◆ Text
As soon as they returned to terra firma the suits began to degrade. The astronauts’ copious sweat corroded the aluminium parts and two dozen damp internal layers of nylon made a cozy home for fungus. The rubber parts turned brown and brittle like the gasket in a Moka pot you don’t use often enough (personal experience, seriously; I had to break that gasket off in pieces with a screwdriver like I was chiseling stone).
After the end of the Apollo program in the mid-1970s, NASA transferred ownership of the suits to the National Air & Space Museum, but the museum didn’t actually take possession of some of them for as long as two decades after that because NASA had loaned them to museums and exhibits around the world where they were often kept in very poor conditions. People figured if they could survive space, they’d be fine in direct sunlight, and hot, humid environments. They figured wrong, of course. Some of the newly invented polymers and materials used in the design of these suits are in fact particularly susceptible to heat, light and moisture.
One of the newly launched polymers incorporated into space suits was polyvinyl chloride. Used in the tubes that provided life support to the astronauts, PVC’s dioctyl phthalate plasticizer tends to leach to the surface of the tubing in much the same way that polycarbonate baby bottles leach their bisphenol A plasticizer into the contact liquid.
In the case of the space suits, the sticky, leaching phthalates crystallized on the surface of the PVC tubing and then began degrading into a brownish-orange compound that stained the white space suit exteriors. To avoid the discoloration, space suit conservators physically removed the PVC tubing from all the space suits and quarantined the tubing in storage.
Another problematic material in all the space suits is the rubber used in the so-called pressure bladders that sequestered the astronauts from the vacuum of space and kept their bodies at a livable air pressure, [Smithsonian conservation scientist Lisa] Young notes. Lasagne-noodle-shaped pieces of rubber combined with nylon were also placed in all the joints of a space suit to give astronauts better flexibility and motion. Unfortunately the rubber in all these components has lost its flexibility and become so brittle that the components can easily crack and deform.

◆ Provided data
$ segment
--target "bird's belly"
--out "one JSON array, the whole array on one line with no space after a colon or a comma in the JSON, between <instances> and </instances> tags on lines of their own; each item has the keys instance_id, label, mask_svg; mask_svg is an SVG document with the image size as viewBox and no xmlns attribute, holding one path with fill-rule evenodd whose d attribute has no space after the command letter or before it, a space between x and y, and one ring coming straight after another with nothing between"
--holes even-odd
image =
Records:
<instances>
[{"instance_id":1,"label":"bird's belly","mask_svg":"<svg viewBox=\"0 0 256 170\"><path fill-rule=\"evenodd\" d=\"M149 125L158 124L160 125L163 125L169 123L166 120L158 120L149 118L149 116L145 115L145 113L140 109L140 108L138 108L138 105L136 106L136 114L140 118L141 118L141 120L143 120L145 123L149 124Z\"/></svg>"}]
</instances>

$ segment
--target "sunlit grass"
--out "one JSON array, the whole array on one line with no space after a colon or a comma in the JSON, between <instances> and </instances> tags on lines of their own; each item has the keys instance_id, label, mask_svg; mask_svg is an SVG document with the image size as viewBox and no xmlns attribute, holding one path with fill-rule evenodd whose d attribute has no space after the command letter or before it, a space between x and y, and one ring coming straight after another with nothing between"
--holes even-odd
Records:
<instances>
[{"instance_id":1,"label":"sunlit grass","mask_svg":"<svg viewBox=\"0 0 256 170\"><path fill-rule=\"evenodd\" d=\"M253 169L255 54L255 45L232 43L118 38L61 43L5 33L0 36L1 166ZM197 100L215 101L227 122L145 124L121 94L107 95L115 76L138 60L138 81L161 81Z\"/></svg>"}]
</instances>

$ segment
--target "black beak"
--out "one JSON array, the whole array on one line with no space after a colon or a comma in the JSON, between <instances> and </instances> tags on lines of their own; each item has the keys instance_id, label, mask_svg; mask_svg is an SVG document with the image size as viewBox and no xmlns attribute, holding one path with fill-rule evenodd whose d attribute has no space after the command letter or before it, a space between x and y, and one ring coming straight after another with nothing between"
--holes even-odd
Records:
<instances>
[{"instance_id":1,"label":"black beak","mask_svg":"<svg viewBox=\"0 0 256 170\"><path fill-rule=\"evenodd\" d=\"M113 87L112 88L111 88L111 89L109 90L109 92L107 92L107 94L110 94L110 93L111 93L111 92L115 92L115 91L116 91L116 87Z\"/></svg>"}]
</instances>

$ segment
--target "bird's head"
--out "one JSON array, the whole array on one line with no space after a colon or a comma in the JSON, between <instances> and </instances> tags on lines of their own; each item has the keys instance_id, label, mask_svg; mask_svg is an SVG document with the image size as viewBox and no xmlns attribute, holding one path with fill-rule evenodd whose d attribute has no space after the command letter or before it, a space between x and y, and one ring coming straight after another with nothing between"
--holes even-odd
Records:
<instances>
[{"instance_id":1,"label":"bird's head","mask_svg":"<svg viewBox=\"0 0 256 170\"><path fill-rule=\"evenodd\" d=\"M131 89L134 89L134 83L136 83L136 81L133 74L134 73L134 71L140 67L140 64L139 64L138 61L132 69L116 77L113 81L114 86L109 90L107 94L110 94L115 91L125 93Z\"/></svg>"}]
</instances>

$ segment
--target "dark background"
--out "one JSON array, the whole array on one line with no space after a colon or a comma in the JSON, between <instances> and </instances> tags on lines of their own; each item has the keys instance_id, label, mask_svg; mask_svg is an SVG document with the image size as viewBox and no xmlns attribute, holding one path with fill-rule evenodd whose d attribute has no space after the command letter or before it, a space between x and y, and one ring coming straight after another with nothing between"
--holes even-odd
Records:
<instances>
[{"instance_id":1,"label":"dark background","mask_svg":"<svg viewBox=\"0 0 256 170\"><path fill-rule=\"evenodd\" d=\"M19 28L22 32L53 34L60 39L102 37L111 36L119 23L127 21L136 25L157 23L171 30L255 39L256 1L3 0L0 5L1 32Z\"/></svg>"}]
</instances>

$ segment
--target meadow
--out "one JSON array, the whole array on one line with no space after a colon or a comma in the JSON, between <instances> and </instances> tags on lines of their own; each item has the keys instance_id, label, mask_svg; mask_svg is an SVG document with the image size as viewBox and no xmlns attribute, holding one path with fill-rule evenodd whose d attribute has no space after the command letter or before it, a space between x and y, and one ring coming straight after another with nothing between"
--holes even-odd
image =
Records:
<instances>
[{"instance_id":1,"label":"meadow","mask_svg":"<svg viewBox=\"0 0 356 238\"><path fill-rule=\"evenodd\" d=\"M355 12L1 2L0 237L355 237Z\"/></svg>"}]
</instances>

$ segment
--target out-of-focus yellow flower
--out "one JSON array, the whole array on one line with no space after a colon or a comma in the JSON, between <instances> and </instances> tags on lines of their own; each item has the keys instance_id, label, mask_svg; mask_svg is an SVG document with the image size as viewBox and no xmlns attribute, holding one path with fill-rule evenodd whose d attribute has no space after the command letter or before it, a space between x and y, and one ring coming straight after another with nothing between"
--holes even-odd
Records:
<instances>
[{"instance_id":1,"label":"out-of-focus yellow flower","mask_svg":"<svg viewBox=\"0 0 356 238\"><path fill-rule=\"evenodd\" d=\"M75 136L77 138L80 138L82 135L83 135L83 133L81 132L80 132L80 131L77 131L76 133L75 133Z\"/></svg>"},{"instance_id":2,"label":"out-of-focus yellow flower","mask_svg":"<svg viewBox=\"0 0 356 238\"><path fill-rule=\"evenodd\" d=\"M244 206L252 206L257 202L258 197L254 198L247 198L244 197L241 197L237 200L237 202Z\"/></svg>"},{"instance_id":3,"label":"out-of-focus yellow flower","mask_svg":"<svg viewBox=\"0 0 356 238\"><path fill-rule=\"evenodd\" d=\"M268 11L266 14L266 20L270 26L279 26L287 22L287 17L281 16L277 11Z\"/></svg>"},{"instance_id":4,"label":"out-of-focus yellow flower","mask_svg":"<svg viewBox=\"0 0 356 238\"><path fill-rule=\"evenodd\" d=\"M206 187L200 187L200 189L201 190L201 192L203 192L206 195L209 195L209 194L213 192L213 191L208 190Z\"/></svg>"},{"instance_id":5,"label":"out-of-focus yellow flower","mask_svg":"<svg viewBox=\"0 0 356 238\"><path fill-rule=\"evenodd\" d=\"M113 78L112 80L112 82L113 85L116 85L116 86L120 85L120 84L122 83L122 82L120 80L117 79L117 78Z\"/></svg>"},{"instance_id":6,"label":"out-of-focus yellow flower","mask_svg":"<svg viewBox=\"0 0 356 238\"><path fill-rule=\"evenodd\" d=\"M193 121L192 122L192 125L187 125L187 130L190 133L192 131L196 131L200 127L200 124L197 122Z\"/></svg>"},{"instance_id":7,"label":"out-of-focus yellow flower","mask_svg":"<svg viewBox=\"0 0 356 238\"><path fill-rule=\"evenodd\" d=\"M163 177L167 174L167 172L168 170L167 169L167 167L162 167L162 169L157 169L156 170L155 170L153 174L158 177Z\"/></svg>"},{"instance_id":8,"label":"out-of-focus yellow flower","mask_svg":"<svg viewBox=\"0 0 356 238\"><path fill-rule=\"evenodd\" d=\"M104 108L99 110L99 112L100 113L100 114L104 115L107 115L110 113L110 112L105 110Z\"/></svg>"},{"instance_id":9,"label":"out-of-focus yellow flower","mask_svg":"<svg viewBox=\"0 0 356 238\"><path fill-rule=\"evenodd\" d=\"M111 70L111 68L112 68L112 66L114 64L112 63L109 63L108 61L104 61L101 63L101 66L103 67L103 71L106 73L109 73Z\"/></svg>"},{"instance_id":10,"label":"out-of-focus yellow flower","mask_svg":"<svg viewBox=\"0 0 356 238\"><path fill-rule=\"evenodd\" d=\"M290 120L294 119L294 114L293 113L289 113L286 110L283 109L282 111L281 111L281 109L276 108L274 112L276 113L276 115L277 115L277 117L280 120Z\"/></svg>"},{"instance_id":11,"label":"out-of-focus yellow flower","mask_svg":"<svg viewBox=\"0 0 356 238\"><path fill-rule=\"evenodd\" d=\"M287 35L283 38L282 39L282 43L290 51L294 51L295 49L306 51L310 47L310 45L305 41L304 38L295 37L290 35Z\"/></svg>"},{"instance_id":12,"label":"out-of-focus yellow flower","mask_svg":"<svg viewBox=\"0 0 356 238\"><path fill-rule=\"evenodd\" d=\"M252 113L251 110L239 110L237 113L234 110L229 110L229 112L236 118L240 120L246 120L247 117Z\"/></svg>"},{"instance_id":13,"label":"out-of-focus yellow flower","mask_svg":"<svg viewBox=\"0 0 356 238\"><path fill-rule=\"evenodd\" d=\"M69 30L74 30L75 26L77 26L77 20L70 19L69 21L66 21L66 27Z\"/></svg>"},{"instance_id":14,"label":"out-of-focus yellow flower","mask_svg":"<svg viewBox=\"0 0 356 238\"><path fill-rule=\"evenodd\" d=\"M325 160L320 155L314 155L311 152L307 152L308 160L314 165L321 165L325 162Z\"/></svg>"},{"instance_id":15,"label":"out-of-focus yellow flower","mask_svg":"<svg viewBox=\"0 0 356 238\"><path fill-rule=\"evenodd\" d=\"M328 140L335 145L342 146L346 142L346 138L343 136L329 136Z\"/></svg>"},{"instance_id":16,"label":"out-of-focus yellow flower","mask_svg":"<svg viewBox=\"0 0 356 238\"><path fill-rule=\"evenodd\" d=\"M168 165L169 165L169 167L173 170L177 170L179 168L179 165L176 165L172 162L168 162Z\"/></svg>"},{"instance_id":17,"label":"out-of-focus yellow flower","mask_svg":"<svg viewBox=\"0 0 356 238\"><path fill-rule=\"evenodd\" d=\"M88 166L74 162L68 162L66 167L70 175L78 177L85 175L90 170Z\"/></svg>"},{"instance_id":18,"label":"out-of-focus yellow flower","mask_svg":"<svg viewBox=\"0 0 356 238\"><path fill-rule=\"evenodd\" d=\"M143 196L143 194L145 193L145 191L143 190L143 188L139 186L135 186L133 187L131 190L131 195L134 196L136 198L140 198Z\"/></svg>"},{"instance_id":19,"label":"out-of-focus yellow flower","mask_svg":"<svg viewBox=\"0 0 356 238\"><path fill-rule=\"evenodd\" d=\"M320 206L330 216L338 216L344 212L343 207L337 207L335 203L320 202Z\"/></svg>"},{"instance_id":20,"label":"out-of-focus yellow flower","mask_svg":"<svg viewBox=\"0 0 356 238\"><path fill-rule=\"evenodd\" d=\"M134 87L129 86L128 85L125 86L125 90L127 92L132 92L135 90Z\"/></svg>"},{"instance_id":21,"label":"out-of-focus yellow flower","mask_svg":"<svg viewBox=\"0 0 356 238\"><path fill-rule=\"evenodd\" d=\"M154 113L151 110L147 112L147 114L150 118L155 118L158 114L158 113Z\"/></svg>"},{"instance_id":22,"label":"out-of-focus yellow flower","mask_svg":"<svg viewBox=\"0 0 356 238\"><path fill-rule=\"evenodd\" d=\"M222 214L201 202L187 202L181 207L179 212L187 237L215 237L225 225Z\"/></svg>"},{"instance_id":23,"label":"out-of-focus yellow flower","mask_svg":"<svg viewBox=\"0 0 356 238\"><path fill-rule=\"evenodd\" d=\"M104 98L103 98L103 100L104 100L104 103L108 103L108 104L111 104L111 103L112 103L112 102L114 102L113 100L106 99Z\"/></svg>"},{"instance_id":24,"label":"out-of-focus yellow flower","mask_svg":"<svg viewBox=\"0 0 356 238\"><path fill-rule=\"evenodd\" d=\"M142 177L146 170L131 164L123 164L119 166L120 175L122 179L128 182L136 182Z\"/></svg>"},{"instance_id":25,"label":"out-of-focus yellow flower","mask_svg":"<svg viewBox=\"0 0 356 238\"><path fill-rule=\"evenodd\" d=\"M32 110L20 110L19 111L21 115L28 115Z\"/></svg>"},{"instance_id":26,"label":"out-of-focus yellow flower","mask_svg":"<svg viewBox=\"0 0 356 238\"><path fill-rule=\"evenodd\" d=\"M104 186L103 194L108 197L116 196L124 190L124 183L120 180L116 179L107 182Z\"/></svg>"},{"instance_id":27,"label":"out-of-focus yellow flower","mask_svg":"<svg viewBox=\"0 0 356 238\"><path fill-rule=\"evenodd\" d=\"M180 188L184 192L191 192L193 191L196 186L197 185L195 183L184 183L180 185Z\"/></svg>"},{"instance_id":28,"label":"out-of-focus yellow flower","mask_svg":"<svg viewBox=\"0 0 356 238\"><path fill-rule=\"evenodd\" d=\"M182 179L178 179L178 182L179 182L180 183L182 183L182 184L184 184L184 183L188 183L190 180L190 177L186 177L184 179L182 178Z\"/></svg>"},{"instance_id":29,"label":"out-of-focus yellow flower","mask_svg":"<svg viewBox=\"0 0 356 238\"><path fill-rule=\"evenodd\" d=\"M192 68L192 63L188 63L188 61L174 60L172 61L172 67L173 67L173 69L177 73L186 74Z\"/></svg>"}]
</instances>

◆ Goals
A. Copy the space suit passage word for word, between "As soon as they" and "was chiseling stone).", inclusive.
B. Continue the space suit passage from its final sentence onward.

◆ Results in order
A.
As soon as they returned to terra firma the suits began to degrade. The astronauts’ copious sweat corroded the aluminium parts and two dozen damp internal layers of nylon made a cozy home for fungus. The rubber parts turned brown and brittle like the gasket in a Moka pot you don’t use often enough (personal experience, seriously; I had to break that gasket off in pieces with a screwdriver like I was chiseling stone).

B.
The problem, Young says, is that the recipe used in the NASA space suits was a mix of natural latex rubber and synthetic neoprene rubber. Both kinds of rubber are sensitive to oxygen degradation, as well as to light, temperature, and mechanical weakening. “There were signs of degradation six months off the shelf,” she says. “But the rubber did work well enough to get the astronauts to the moon and back.” Nowadays space suit conservators monitor the rubber with CT scans. They also try to thwart damage by limiting handling and controlling environmental conditions around the garments.
The best immediate solution to the many conservation problems turns out to be just keeping the humidity level down. If the environmental moisture is below 35%, all the degradation, from the leaching plasticizers to aluminium and copper corrosion, stops in its tracks. NASM is now insisting that all museums that want to borrow the suits must adhere to strict conservation guidelines, but come June, the entire collection will be moved to new facilities at the Steven F. Udvar-Hazy Center near Washington Dulles International Airport. There the suits will be studied and conserved using the latest and greatest technologies so that they can hope to survive well into our Star Trek future.